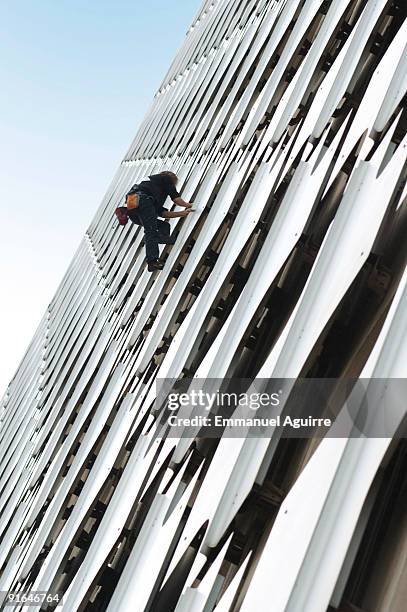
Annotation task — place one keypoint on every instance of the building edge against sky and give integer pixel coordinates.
(286, 122)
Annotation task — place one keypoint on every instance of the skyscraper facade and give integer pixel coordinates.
(286, 123)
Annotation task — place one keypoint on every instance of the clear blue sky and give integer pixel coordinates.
(77, 78)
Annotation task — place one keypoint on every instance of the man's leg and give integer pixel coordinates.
(147, 214)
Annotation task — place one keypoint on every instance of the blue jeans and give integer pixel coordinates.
(154, 228)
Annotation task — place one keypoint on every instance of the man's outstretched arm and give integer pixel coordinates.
(168, 214)
(180, 202)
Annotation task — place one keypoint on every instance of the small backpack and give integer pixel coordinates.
(122, 215)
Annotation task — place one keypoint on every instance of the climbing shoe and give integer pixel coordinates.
(154, 265)
(166, 240)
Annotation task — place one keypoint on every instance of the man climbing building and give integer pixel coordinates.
(145, 202)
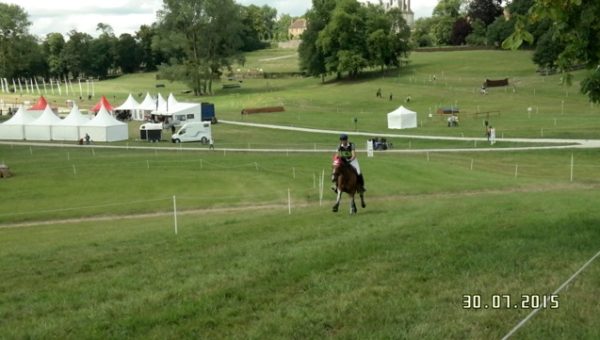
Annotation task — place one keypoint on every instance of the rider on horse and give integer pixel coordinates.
(347, 151)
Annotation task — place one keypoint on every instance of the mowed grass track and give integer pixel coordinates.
(434, 230)
(397, 270)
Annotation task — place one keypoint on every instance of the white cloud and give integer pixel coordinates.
(126, 16)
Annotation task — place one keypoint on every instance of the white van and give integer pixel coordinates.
(193, 132)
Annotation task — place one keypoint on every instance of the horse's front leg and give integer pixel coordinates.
(352, 205)
(337, 202)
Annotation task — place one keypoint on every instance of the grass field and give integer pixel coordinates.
(87, 234)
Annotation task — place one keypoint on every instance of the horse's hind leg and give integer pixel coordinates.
(337, 202)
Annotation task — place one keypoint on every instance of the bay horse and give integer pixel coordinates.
(346, 181)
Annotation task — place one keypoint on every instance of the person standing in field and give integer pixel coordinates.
(492, 135)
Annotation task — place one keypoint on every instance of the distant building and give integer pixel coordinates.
(404, 6)
(296, 29)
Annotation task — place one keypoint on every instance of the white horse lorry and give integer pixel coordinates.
(193, 132)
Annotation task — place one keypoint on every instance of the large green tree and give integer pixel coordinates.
(102, 52)
(128, 53)
(14, 26)
(53, 46)
(345, 37)
(576, 27)
(485, 10)
(312, 56)
(203, 37)
(76, 54)
(343, 41)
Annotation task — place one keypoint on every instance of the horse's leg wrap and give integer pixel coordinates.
(361, 183)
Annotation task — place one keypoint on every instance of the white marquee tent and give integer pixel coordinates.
(132, 105)
(171, 107)
(402, 118)
(14, 128)
(68, 128)
(41, 128)
(148, 104)
(105, 128)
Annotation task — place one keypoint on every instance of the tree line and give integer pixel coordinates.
(79, 54)
(346, 37)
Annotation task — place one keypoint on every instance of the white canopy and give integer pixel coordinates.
(68, 128)
(402, 118)
(162, 108)
(148, 104)
(132, 105)
(14, 128)
(129, 104)
(41, 128)
(105, 128)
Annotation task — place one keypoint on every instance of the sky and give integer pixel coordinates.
(126, 16)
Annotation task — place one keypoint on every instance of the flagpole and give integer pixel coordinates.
(66, 85)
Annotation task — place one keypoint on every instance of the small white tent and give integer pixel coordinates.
(148, 104)
(41, 128)
(162, 106)
(178, 110)
(402, 118)
(68, 128)
(131, 105)
(14, 128)
(105, 128)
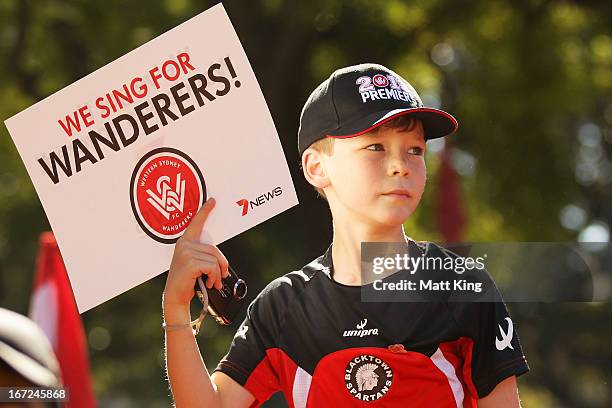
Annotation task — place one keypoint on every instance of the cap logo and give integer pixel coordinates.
(384, 87)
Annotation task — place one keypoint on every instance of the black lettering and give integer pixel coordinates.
(81, 154)
(144, 117)
(180, 98)
(164, 110)
(200, 89)
(55, 161)
(126, 141)
(220, 79)
(97, 138)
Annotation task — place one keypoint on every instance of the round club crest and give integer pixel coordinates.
(166, 191)
(381, 81)
(367, 377)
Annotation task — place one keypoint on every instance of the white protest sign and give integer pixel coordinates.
(123, 158)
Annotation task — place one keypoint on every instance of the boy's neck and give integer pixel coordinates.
(346, 248)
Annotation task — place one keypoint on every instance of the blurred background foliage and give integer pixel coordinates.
(530, 82)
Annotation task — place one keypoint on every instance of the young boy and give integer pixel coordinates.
(308, 333)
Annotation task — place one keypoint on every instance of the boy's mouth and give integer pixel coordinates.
(398, 194)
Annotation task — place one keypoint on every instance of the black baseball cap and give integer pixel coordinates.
(357, 99)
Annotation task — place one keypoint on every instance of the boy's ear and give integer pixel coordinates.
(313, 166)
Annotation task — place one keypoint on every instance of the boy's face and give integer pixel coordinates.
(364, 171)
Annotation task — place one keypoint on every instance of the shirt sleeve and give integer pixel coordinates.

▸ **SET EXERCISE**
Repeat all of the material above word for word, and leave the pictures out of your answer.

▸ **EXERCISE RESULT**
Annotation task — place one keypoint on every instance of the building edge against sky and give integer pixel coordinates.
(286, 122)
Annotation task — place one keypoint on every instance of the skyscraper facade and give integer pixel coordinates.
(286, 123)
Annotation task — place one keypoint on every instance of the clear blue sky and give integer pixel coordinates.
(77, 78)
Annotation task — place one keypoint on every instance of the man's leg and give integer pixel coordinates.
(147, 214)
Annotation task — place one keypoint on every instance of the blue jeans and give integer pixel coordinates.
(154, 228)
Annotation task — place one keypoint on every instance of the man's outstretched arm and give integer pixel coordinates.
(168, 214)
(180, 202)
Annotation task — place one keypoint on every instance of the small backpack and give integer pixel coordinates.
(122, 215)
Annotation task — place one keypoint on every instance of the climbing shoe and give integer pixel coordinates.
(154, 265)
(166, 240)
Annotation task — place one keypoint on every instance of the man climbing building and give integer pixel coordinates.
(145, 202)
Annotation task — place one keypoint on every instance of the rider on horse and give integer pixel coordinates.
(347, 151)
Annotation task — place one keypoint on every instance of the mowed grass track and give integer pixel coordinates.
(434, 230)
(397, 270)
Annotation task — place one keypoint on every instance of the white cloud and give integer pixel coordinates.
(126, 16)
Annotation task — place one keypoint on every instance of the white van and give integer pixel coordinates.
(193, 132)
Annotation task — place one keypoint on every instance of the horse's front leg and give integer pixel coordinates.
(352, 205)
(337, 202)
Annotation task — place one keypoint on every instance of the grass field and give integer pixel coordinates.
(87, 234)
Annotation task — place one keypoint on every instance of the horse's hind leg and give integer pixel coordinates.
(337, 202)
Annotation task — place one keypoint on every instance of the bay horse and give integer pixel coordinates.
(346, 181)
Annotation task — place one keypoint on every instance of the person standing in field and give integer pixel coordinates.
(492, 135)
Annotation task — place one keypoint on every instance of the distant building and give integer pixel coordinates.
(404, 6)
(296, 29)
Annotation task — place one keypoint on every instance of the white horse lorry and give integer pixel coordinates.
(193, 132)
Annotation task — place one keypoint on every instance of the large green tree and give integer pixel coordinates.
(102, 52)
(128, 53)
(14, 26)
(53, 46)
(345, 37)
(576, 27)
(485, 10)
(312, 56)
(203, 37)
(76, 54)
(343, 41)
Annotation task — place one keypoint on every instance of the horse's leg wrap and give integer pixel coordinates.
(361, 183)
Annotation task — place one keypoint on every instance of the white marquee tent and give integer pixel coordinates.
(132, 105)
(171, 107)
(402, 118)
(14, 128)
(68, 128)
(41, 128)
(148, 104)
(105, 128)
Annotation task — place one keypoint on every instance of the tree line and give integer pixel coordinates.
(79, 54)
(346, 37)
Annotation task — place one keypoint on every instance of the white canopy and give integer pixel coordinates.
(68, 128)
(402, 118)
(162, 108)
(148, 104)
(132, 105)
(14, 128)
(129, 104)
(41, 128)
(105, 128)
Annotation task — place one keypoint on every instance of the sky and give integer pixel coordinates.
(126, 16)
Annotation task — place one keypoint on every instance of the flagpole and give integer pixel coordinates.
(66, 85)
Annotation task — place one keypoint on every instance of the small white tent and give integer pixel coordinates.
(148, 104)
(41, 128)
(162, 106)
(178, 110)
(402, 118)
(68, 128)
(131, 105)
(14, 128)
(105, 128)
Annotation task — place one keypoint on every instance of the cap logo and give integer pixel coordinates.
(384, 87)
Annotation task — place one keypoint on every instance of the black lettering and give integer pixel coordinates.
(81, 154)
(144, 117)
(180, 98)
(164, 110)
(200, 89)
(55, 161)
(126, 141)
(220, 79)
(97, 138)
Annotation task — place one keypoint on every instance of the round club crest and give integer pixel coordinates.
(166, 191)
(381, 81)
(367, 377)
Annotation task — place one keypoint on every instance of the white protest sign and give integer pixel coordinates.
(123, 158)
Annotation task — place one keypoint on every instance of the boy's neck and give integer pixel coordinates.
(346, 248)
Annotation task — place one keypoint on every instance of the blurred background foliage and give integer pixel coordinates.
(530, 82)
Annotation task — place one keypoint on every instance of the young boy and give integer pixel coordinates.
(308, 333)
Annotation task — place one keypoint on every instance of the boy's mouth and give integer pixel coordinates.
(398, 194)
Annotation task — place one keypoint on every instance of the black baseball cap and give integer pixel coordinates.
(357, 99)
Annotation task — place one keypoint on every instance of the boy's ear and give integer pixel coordinates.
(313, 166)
Annotation task — place one keypoint on every instance of the boy's face and give integer pixel coordinates.
(364, 171)
Annotation task — place one keypoint on every instance of the shirt sleeve and give integer pixel coordinates.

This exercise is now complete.